**What you will do**
Reproduce, word for word, the stretch from "For more information, please" through "under 2 GB." in the audio transcription API page.

**Selected text**
☆ ☆ ☆ ☆ ☆
録音ファイルの書き起こし API
Feature Introduction
The Audio File Transcription service provides the functionality to transcribe audio files into text.
For more information, please refer to the "Basic Knowledge" section in the "Speech-to-Text Service User Manual".
Invocation Limits
The duration of the audio file should be under 10 hours, and the file size should be under 2 GB.
Interaction Process
-
Uploading Files
- Request File Transcription: The client sends an HTTP POST method request to the server with the file to be transcribed, and the server responds with an HTTP response containing a task ID.
-
Getting Transcription Results: There are two methods to obtain transcription results: Polling and Callback
- Polling: The client sends an HTTP GET method request to the server with the task ID returned by the Request File Transcription API, and the server responds with an HTTP response that includes the transcription results.
- Callback: When uploading the file, a callback URL is provided. Once the transcription task is completed, the system automatically sends the transcription results to the specified callback URL via an HTTP POST request.
☆ ☆ ☆ ☆ ☆
**Record list**
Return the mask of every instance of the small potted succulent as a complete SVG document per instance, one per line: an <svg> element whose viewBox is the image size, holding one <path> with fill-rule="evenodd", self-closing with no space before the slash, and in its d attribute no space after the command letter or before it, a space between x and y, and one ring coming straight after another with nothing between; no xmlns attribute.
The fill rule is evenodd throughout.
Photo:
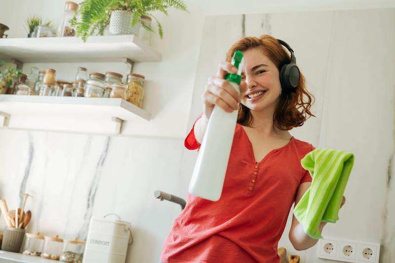
<svg viewBox="0 0 395 263"><path fill-rule="evenodd" d="M109 25L111 35L137 34L140 26L153 32L151 26L140 23L141 16L149 15L156 20L161 38L162 26L151 12L160 11L167 15L171 7L188 12L182 0L84 0L71 22L77 36L85 41L89 36L103 35ZM80 21L78 21L79 16Z"/></svg>

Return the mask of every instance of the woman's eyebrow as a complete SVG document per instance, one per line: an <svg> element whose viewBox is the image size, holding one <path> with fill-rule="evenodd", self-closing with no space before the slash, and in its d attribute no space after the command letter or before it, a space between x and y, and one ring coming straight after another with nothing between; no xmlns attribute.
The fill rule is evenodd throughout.
<svg viewBox="0 0 395 263"><path fill-rule="evenodd" d="M251 68L251 71L254 71L254 70L256 70L258 68L260 67L268 67L268 65L266 64L259 64L256 66L254 66L252 68Z"/></svg>

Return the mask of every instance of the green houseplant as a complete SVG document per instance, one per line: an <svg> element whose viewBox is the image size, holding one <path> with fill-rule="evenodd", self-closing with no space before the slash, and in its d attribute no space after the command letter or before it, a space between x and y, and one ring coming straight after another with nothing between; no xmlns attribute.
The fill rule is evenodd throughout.
<svg viewBox="0 0 395 263"><path fill-rule="evenodd" d="M34 31L36 27L44 25L48 26L50 28L53 27L52 22L51 21L46 21L44 23L42 23L42 19L41 17L36 16L33 15L28 18L26 22L28 24L28 38L30 38L32 36L32 33Z"/></svg>
<svg viewBox="0 0 395 263"><path fill-rule="evenodd" d="M162 38L162 26L151 12L160 11L167 15L167 9L171 7L188 12L186 5L182 0L84 0L79 3L76 16L71 20L71 23L72 26L76 28L77 37L81 37L85 41L89 36L95 34L104 35L105 29L110 23L113 12L127 11L131 12L131 28L140 23L142 15L154 17ZM78 16L80 16L80 21L77 21ZM141 23L141 26L147 30L154 32L147 25Z"/></svg>

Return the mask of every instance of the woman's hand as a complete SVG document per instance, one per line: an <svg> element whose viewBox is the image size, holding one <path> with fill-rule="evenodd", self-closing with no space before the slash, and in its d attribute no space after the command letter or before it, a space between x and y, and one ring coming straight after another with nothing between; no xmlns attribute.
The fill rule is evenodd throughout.
<svg viewBox="0 0 395 263"><path fill-rule="evenodd" d="M215 105L228 113L238 110L238 104L241 101L240 95L233 86L225 79L228 73L236 74L237 71L236 67L229 62L224 62L218 65L217 75L208 78L207 84L201 95L203 115L206 121L210 118Z"/></svg>

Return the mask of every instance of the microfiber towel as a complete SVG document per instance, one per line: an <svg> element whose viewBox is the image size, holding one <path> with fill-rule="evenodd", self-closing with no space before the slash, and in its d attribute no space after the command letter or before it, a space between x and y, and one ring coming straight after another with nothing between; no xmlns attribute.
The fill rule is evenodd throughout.
<svg viewBox="0 0 395 263"><path fill-rule="evenodd" d="M339 219L354 155L342 150L317 149L306 154L301 163L309 171L313 181L293 213L306 234L316 239L322 238L320 223L334 223Z"/></svg>

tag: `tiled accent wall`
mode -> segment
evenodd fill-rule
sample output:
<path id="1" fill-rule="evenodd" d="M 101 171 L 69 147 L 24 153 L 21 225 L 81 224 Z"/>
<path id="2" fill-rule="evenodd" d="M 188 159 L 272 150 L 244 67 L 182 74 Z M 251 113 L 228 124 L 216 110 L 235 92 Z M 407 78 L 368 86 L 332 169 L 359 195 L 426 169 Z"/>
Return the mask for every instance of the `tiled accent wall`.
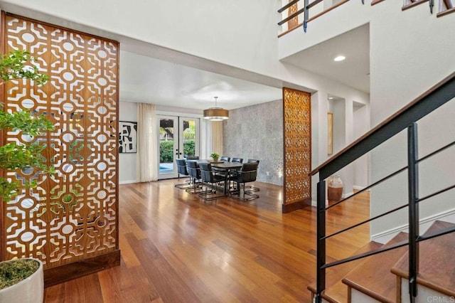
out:
<path id="1" fill-rule="evenodd" d="M 283 185 L 282 103 L 280 100 L 230 110 L 223 125 L 223 156 L 259 160 L 257 181 L 277 185 Z"/>

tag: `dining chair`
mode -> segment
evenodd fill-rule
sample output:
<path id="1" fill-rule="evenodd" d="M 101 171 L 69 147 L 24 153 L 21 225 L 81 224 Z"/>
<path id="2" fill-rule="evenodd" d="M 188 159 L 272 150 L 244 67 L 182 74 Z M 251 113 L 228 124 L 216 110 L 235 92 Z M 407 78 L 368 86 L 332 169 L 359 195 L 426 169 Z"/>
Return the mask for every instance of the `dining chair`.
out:
<path id="1" fill-rule="evenodd" d="M 247 163 L 255 163 L 257 162 L 257 164 L 259 164 L 259 160 L 257 160 L 255 159 L 249 159 L 248 160 L 247 160 Z"/>
<path id="2" fill-rule="evenodd" d="M 190 177 L 190 174 L 188 174 L 186 168 L 186 160 L 184 159 L 176 159 L 176 162 L 177 162 L 177 174 L 178 174 L 178 179 L 180 179 L 181 176 L 186 176 L 189 179 L 185 181 L 185 183 L 174 185 L 174 187 L 181 189 L 186 189 L 193 186 L 191 184 L 191 178 Z"/>
<path id="3" fill-rule="evenodd" d="M 243 163 L 243 159 L 242 159 L 242 158 L 231 158 L 230 161 L 231 162 Z"/>
<path id="4" fill-rule="evenodd" d="M 243 163 L 240 171 L 235 171 L 232 175 L 229 178 L 230 181 L 236 184 L 234 190 L 230 192 L 232 196 L 237 196 L 241 200 L 250 201 L 257 199 L 259 195 L 254 193 L 259 191 L 259 188 L 255 186 L 247 186 L 245 184 L 256 181 L 257 176 L 257 162 Z M 243 195 L 241 195 L 241 193 Z"/>
<path id="5" fill-rule="evenodd" d="M 210 163 L 200 163 L 200 177 L 203 184 L 210 184 L 210 189 L 200 193 L 199 196 L 204 200 L 210 201 L 220 197 L 224 197 L 226 194 L 217 195 L 218 184 L 224 182 L 225 178 L 224 176 L 215 174 L 212 169 L 212 165 Z M 215 195 L 215 196 L 213 196 Z"/>
<path id="6" fill-rule="evenodd" d="M 193 186 L 186 188 L 186 192 L 188 193 L 200 193 L 203 191 L 203 184 L 200 180 L 200 170 L 199 165 L 196 161 L 187 161 L 187 169 L 190 177 L 191 178 L 191 183 Z"/>

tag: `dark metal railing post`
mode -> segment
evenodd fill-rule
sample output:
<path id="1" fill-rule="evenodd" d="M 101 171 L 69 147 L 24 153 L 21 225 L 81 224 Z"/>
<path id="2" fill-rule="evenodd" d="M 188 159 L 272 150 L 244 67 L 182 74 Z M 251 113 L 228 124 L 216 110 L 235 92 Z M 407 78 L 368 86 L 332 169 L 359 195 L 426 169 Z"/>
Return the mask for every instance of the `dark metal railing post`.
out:
<path id="1" fill-rule="evenodd" d="M 308 18 L 309 18 L 309 1 L 304 1 L 304 31 L 306 33 L 306 26 L 308 26 Z"/>
<path id="2" fill-rule="evenodd" d="M 407 164 L 409 200 L 409 293 L 413 303 L 417 296 L 417 278 L 419 272 L 419 166 L 417 124 L 414 122 L 407 128 Z"/>
<path id="3" fill-rule="evenodd" d="M 320 180 L 317 188 L 316 231 L 316 303 L 322 302 L 322 292 L 326 289 L 326 181 Z"/>

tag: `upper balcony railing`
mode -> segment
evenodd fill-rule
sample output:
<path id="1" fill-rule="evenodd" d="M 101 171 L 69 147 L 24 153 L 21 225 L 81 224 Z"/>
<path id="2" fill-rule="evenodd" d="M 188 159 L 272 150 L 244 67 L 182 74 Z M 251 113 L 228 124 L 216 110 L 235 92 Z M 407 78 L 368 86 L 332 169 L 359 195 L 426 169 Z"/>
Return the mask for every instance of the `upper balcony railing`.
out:
<path id="1" fill-rule="evenodd" d="M 348 2 L 350 0 L 282 0 L 283 6 L 278 10 L 282 14 L 282 21 L 278 22 L 281 26 L 281 37 L 299 27 L 306 32 L 308 23 Z M 365 0 L 360 0 L 365 4 Z M 370 4 L 375 5 L 384 0 L 372 0 Z M 435 5 L 434 0 L 405 0 L 402 9 L 403 11 L 419 4 L 427 3 L 431 14 Z M 439 6 L 437 16 L 440 17 L 455 12 L 455 0 L 441 0 L 437 4 Z"/>
<path id="2" fill-rule="evenodd" d="M 284 5 L 278 10 L 282 18 L 278 23 L 282 26 L 279 37 L 301 26 L 306 31 L 308 22 L 348 1 L 349 0 L 313 0 L 311 2 L 310 0 L 283 0 Z"/>

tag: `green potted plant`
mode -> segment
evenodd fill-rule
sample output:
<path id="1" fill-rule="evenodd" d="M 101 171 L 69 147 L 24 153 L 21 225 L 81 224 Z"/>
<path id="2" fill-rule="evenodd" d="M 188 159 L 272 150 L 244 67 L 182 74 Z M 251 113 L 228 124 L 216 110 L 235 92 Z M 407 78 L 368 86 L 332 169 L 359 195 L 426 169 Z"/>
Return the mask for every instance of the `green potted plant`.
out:
<path id="1" fill-rule="evenodd" d="M 45 84 L 48 76 L 39 73 L 36 66 L 26 65 L 28 62 L 33 62 L 33 58 L 25 51 L 0 54 L 0 86 L 14 79 L 29 79 L 36 85 Z M 36 136 L 43 131 L 53 129 L 53 125 L 43 115 L 29 111 L 7 112 L 1 105 L 0 129 Z M 26 188 L 38 185 L 36 181 L 26 184 L 11 181 L 5 176 L 6 171 L 34 169 L 42 174 L 53 174 L 53 168 L 46 165 L 42 159 L 41 152 L 45 147 L 38 142 L 10 142 L 0 147 L 0 169 L 4 171 L 0 176 L 0 199 L 8 202 Z M 43 263 L 39 260 L 25 257 L 0 262 L 0 302 L 42 302 L 43 294 Z"/>
<path id="2" fill-rule="evenodd" d="M 213 159 L 214 162 L 218 162 L 218 159 L 220 158 L 220 154 L 217 152 L 213 152 L 210 154 L 210 158 Z"/>

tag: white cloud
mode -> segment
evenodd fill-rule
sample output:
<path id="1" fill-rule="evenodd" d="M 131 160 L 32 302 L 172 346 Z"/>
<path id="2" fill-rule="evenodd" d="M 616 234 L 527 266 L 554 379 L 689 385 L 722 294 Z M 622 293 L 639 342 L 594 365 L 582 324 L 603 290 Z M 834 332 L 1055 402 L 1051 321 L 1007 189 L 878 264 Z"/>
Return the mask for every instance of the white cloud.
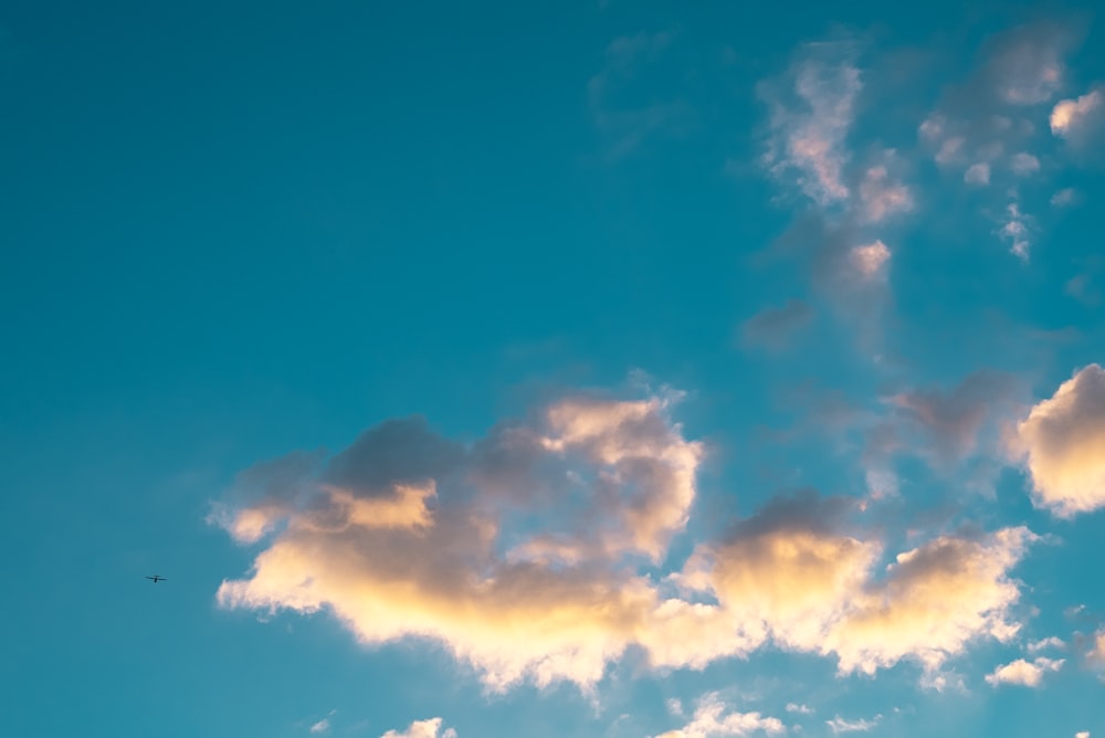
☆ ☆ ☆ ☆ ☆
**Expected output**
For more information, please refer to the "Basic Knowledge" section in the "Speech-to-Text Service User Manual".
Invocation Limits
The duration of the audio file should be under 10 hours, and the file size should be under 2 GB.